**Reading passage:**
----

The "Loyalty" value is not solely influenced by situations in one Civ, but the strength of all Civs around the settlement. Assume you never play that game, a good demonstrate would be:

There is a Location X, owned by Byz, enclaved by Turks and perhabs Venicians. Like here:

Scenario A:
TUR - TUR - TUR
TUR - BYZ - TUR
VEN - VEN - TUR

or

Scenario B:
TUR - TUR - TUR - TUR - TUR
TUR - BYZ - BYZ - TUR - TUR
VEN - BYZ - BYZ - TUR - TUR
VEN - VEN - TUR - TUR - TUR

Then, the BYZ locations here would have a "Loyalty" or maybe just "Control" in the game, which is a value like:

Loyalty defined by internal variables - (Infilitration* given by TUR presence + Infilitration given by VEN presence).

If, after computation, Loyalty after computation of that location falls to 0, and no land-or-maritime connection has been made between that province and owner's capital, an event pop up and the following could happen:
a) A rebellion that, if win, forces all "BYZ" enclaves, like scenario A and B, flip to neighbour with highest Infilitration score;​
b) BYZ decides to just gave up the province to neighbour with highest Infilitration score, in exchange for some sort of reward, like truce or relationship boosts;​
c) Suppress local wills for switching sides by certain means, reducing local pop satisfactory, and reduce the "Control" of neighbouring enclaved locations* (Available only to Scenario B)​
One limitation of this idea is that, how in codes can we "ID" enclaves. Could the devs hard code "Enclave flag" into provinces tied in an enclave? Could they be numbered? Idk.

Another thing is that, Loyalty shouldn't be just "Control" or the idea of "Control" should be slightly modified, because uncontrollable locations logically would first declare independence then flip to your enemies (or being subjugated). Like in Civ games, your settlements would first turned to un-controlled free-cities, then convert to whoever having highest influence to them.

----

**Collected material:**
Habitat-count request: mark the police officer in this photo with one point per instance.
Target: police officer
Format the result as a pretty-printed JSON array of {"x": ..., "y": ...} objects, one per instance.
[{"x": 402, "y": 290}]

----

**Task A:**
Echo the passage of the post on enclave loyalty from "Then, the BYZ" up to and including "by VEN presence).".
**Task B:**
Do the following statements agree with the post on enclave loyalty? Answer yes or no for each, quoting the words from the post that decide it.
(i) Option c can be chosen only in Scenario B.
(ii) The event can happen when Loyalty reaches 0 even if the location is connected to the owner's capital.
(iii) In Civ games, settlements first become un-controlled free-cities before converting.

**Correct answer A:**
Then, the BYZ locations here would have a "Loyalty" or maybe just "Control" in the game, which is a value like:

Loyalty defined by internal variables - (Infilitration* given by TUR presence + Infilitration given by VEN presence).

**Correct answer B:**
(i) Yes: "(Available only to Scenario B)"
(ii) No: "and no land-or-maritime connection has been made between that province and owner's capital"
(iii) Yes: "your settlements would first turned to un-controlled free-cities"